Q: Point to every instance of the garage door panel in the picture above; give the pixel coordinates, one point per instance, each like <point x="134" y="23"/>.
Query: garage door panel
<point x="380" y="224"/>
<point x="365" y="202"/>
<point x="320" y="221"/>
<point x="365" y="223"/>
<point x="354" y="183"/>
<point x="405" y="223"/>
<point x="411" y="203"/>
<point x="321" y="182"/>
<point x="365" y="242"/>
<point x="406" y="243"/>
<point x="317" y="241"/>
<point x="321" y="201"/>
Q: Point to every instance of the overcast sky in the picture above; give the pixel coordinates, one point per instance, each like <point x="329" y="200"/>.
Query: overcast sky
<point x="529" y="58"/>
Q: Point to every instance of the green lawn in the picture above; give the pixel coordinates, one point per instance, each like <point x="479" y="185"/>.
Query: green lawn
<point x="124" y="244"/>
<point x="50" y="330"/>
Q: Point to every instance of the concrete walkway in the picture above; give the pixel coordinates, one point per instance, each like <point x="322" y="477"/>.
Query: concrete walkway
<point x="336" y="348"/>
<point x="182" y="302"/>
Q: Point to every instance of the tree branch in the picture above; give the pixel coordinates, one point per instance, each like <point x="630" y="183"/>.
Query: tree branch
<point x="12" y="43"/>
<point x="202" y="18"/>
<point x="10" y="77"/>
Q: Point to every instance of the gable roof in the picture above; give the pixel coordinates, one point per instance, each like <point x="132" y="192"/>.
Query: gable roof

O que fazer: Você pode repetir todos os registros acima, linha por linha, sem mudar nada?

Tarefa concluída:
Q: Point to every instance of the garage door panel in the picture above; give the pixel coordinates, one point per instance, each like <point x="134" y="23"/>.
Query: garage door panel
<point x="380" y="224"/>
<point x="365" y="202"/>
<point x="320" y="221"/>
<point x="365" y="223"/>
<point x="354" y="183"/>
<point x="405" y="223"/>
<point x="411" y="203"/>
<point x="321" y="182"/>
<point x="365" y="242"/>
<point x="406" y="243"/>
<point x="317" y="241"/>
<point x="321" y="201"/>
Q: Point to every instance of the overcast sky in the picture above; give the pixel coordinates, one point per instance, each like <point x="329" y="200"/>.
Query: overcast sky
<point x="529" y="58"/>
Q: Point to every instance of the green lawn in the picture above; give the pixel coordinates, one point per instance, each like <point x="479" y="185"/>.
Query: green lawn
<point x="124" y="244"/>
<point x="50" y="330"/>
Q: Point to every instance of the concrete walkway in the picture above; give the pixel coordinates, one point per instance, each like <point x="322" y="477"/>.
Query: concrete walkway
<point x="336" y="348"/>
<point x="182" y="302"/>
Q: Point to every instance of the tree branch in the picture above; give the pixel coordinates, one point per instance, each like <point x="630" y="183"/>.
Query: tree branch
<point x="12" y="43"/>
<point x="202" y="18"/>
<point x="10" y="77"/>
Q: Point to every instance of the gable roof in the picture above; give the pixel coordinates, one point per instance, each like <point x="132" y="192"/>.
Query: gable roof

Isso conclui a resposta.